#### The input ####

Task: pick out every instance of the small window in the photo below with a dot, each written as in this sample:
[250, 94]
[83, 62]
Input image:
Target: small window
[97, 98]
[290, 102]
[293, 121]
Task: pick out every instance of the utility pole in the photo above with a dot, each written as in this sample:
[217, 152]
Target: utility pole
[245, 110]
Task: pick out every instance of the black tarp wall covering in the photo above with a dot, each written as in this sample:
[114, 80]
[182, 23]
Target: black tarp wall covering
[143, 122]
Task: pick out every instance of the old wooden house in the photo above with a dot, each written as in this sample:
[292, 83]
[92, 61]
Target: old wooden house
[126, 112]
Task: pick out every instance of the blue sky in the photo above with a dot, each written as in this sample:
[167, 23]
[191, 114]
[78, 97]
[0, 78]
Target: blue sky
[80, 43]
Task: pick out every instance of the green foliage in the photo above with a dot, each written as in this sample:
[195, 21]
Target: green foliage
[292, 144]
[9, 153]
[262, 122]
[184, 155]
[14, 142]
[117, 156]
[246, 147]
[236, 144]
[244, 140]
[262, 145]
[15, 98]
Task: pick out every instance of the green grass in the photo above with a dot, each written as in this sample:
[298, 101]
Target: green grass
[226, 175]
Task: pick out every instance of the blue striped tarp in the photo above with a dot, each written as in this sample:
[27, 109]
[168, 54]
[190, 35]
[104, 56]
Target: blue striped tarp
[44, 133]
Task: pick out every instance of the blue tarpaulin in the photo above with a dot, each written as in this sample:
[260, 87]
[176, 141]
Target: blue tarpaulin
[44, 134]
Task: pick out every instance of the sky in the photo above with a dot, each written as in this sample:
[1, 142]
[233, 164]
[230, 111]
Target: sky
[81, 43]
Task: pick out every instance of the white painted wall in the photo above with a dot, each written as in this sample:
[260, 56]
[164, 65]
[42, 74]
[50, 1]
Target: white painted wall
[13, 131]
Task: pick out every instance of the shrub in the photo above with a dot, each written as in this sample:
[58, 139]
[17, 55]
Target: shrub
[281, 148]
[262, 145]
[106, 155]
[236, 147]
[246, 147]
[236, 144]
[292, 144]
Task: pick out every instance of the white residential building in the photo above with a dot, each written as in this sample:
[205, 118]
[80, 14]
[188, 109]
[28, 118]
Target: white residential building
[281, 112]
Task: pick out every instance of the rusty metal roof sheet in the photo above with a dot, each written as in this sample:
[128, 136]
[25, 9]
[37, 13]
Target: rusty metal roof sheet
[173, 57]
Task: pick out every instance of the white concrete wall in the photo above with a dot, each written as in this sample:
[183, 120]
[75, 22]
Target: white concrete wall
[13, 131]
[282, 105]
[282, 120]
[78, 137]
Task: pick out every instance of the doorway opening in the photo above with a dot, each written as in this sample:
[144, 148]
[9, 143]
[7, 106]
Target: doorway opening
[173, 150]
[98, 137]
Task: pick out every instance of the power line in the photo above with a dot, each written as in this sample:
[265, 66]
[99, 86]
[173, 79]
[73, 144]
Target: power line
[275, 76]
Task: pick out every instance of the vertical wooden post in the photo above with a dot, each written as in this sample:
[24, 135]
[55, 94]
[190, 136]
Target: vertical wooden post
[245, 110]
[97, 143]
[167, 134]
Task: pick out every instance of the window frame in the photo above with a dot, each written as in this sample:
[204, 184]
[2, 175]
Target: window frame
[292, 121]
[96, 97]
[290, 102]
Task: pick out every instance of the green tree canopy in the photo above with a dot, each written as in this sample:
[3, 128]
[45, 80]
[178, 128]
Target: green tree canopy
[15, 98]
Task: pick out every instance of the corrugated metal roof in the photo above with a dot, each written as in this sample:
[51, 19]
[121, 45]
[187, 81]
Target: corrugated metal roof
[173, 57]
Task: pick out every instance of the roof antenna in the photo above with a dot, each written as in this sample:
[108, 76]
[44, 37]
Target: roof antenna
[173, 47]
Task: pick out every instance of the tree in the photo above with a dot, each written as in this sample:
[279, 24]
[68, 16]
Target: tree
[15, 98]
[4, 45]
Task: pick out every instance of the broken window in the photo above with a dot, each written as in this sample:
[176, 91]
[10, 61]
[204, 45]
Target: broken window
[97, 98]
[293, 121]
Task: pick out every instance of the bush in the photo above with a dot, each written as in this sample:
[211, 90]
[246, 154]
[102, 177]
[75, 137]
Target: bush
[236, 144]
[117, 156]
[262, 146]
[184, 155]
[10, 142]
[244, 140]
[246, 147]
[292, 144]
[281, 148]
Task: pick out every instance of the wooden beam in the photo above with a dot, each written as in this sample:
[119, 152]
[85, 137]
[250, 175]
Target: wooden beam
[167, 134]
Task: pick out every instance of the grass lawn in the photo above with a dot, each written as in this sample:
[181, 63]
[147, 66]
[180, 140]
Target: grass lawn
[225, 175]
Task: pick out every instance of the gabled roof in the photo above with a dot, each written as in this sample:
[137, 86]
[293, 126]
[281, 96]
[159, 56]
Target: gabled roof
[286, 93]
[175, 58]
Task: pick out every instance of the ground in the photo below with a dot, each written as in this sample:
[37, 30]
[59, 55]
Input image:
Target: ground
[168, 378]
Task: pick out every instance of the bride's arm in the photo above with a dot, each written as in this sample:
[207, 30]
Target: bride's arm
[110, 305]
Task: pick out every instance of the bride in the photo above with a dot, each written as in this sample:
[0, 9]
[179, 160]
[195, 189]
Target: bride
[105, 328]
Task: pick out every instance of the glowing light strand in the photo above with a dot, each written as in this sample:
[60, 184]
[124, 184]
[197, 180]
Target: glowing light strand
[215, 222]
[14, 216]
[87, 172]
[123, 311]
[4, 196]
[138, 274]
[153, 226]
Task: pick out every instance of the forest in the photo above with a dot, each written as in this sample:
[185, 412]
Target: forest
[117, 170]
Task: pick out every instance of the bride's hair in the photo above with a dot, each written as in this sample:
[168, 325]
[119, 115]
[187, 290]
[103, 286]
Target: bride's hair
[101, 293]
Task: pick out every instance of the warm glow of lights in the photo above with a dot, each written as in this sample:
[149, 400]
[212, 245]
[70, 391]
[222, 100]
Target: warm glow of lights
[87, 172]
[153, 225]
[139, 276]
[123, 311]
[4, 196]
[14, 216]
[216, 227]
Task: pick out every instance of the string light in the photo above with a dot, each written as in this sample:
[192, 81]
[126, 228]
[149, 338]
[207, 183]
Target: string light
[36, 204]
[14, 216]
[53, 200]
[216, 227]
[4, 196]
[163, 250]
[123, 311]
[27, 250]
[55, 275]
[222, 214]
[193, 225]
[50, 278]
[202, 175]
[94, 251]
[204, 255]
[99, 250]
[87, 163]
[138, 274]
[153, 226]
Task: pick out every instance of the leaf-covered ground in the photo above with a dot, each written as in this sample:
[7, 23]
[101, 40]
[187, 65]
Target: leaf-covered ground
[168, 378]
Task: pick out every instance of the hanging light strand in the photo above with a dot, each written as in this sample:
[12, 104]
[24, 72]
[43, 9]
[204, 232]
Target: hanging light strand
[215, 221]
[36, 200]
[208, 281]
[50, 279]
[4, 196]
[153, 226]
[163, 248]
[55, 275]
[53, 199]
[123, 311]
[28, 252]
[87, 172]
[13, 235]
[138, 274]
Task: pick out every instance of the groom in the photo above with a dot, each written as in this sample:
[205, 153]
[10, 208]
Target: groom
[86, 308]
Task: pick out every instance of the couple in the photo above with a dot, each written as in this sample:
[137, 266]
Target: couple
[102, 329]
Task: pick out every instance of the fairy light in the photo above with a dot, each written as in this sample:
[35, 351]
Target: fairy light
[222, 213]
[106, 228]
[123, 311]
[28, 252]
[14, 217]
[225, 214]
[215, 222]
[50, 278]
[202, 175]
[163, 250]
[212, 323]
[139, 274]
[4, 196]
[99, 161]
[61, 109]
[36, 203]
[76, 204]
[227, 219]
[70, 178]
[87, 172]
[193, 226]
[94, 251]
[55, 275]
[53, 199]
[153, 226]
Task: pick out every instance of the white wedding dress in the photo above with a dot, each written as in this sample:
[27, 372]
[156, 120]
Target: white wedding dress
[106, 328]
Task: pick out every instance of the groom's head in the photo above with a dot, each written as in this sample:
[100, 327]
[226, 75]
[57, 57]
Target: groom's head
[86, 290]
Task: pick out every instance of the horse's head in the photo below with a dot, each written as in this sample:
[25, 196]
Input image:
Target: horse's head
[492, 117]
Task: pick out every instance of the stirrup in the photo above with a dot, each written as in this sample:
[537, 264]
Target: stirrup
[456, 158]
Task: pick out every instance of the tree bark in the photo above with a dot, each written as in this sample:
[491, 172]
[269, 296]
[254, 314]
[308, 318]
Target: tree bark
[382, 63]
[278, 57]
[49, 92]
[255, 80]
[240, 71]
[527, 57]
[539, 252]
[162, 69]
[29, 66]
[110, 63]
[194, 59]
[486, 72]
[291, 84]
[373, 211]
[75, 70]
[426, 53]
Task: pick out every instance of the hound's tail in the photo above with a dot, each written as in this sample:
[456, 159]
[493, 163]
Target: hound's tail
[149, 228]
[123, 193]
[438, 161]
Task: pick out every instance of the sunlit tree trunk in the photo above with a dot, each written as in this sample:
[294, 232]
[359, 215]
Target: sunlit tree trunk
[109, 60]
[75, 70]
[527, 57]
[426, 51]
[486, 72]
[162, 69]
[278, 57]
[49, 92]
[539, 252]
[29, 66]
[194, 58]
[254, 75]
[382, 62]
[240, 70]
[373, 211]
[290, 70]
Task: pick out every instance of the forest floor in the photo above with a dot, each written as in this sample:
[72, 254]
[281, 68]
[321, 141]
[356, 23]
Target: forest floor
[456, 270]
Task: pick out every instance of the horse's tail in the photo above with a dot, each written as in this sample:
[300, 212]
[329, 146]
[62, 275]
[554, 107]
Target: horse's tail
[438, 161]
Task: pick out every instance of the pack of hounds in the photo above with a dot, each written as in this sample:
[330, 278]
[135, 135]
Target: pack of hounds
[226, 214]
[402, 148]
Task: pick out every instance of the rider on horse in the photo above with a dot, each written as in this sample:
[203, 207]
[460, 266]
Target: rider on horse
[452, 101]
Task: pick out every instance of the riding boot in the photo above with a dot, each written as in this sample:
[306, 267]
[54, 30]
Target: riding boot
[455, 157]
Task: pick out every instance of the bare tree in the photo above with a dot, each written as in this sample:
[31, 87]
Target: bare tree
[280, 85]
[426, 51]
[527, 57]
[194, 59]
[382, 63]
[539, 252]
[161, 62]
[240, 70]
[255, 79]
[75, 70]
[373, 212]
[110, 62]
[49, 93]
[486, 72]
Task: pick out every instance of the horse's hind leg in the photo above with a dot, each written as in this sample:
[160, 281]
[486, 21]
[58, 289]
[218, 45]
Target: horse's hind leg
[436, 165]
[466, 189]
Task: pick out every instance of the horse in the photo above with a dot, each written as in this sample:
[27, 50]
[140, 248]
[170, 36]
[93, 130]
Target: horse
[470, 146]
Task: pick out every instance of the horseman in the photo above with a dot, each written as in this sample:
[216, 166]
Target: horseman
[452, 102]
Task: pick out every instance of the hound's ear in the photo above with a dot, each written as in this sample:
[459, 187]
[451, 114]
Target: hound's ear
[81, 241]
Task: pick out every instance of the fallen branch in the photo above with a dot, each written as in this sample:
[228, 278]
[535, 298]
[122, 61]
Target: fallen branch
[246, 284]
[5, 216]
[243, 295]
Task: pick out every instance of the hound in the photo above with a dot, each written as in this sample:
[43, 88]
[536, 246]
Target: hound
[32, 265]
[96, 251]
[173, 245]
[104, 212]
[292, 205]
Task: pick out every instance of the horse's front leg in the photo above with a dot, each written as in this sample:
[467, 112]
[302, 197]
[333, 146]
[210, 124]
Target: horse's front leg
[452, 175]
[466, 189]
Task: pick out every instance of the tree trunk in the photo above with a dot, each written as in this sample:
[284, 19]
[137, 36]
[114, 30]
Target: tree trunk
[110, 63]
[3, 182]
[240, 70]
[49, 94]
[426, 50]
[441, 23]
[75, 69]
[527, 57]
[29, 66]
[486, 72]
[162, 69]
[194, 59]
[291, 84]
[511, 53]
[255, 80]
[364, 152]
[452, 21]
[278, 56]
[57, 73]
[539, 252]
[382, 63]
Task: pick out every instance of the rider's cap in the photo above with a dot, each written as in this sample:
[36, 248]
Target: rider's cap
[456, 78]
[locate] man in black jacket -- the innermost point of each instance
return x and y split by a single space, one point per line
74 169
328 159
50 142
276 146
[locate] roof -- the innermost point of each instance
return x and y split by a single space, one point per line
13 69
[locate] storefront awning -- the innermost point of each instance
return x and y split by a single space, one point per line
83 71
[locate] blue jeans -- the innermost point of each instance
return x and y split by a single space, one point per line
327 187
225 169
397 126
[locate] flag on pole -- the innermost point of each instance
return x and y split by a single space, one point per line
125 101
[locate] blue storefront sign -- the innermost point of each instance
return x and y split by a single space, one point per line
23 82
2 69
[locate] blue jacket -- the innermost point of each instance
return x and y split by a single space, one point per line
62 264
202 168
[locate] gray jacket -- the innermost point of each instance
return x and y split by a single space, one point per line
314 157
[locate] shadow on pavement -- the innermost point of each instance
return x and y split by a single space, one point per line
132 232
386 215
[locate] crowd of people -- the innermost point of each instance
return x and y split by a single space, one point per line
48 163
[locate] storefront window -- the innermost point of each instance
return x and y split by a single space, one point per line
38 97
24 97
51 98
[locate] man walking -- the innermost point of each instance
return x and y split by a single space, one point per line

####

What you have to do:
Nothing but the lines above from the one containing "Task: pick out every instance of the couple" through the one containing "Task: pick out every instance of the fairy" should appear in the answer, each repeated exactly.

Expected answer:
Task: pick out every instance of the couple in the photo above with a dot, each written as in this sample:
[137, 266]
Target: couple
[102, 329]
Task: pick out every instance of the fairy light in the photo above with a dot, each written as in this sample:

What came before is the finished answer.